** Task **
In the passage on Republican and Democratic new media politics, whose campaign in 2004 would not respond to anything in the Drudge Report?

And, again on the pro side, because I'm being fair and balanced, Patrick Ruffini challenges the conventional wisdom about Republican vs. Democrat New Media politics, and Rove's role:

And so goes the narrative. Republicans are all top-down. Democrats are bottom-up. What this ignores is that Rove and Mehlman ran a great new media-centric campaign in 2004, fully leveraging all the tools available to them at the time.

In 2004, it was John Kerry who had his blinders on when it came to new and alternative media. His campaign wouldn’t respond to anything in the Drudge Report. After the Swift Boat story broke, they thought they had contained the damage by leaving it to talk radio, the Internet, and Fox News to cover 24/7. The ultimate example of the New Media Davids slaying the Old Media Goliaths favored the right (Rathergate). To the Kerry campaign and its left-liberal allies in the press, it didn’t matter if the New York Times wasn’t covering it — and I’ll bet you can find a Frank Rich column to that effect backing this up.

** Provided records **

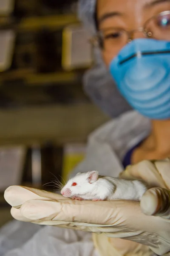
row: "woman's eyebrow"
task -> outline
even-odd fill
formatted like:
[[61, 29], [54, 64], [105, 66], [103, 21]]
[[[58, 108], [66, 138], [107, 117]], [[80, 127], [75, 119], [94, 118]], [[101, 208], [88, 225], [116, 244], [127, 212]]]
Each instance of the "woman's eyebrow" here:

...

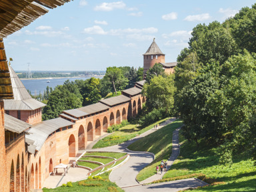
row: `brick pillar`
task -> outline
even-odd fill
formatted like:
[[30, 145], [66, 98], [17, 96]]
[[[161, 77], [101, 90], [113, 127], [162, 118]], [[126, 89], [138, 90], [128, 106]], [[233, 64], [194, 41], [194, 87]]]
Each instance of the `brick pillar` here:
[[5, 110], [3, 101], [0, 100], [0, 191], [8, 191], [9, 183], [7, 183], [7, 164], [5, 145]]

...

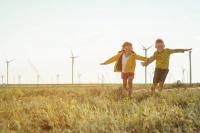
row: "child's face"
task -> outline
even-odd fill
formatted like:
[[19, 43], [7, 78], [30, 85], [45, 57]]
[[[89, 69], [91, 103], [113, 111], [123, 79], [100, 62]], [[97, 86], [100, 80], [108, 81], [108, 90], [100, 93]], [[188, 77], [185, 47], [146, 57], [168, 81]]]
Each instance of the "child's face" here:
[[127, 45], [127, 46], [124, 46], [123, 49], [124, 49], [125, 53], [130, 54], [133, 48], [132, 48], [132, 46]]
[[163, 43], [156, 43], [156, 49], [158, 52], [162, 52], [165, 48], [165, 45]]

** Solution to this exercise **
John Kerry's campaign.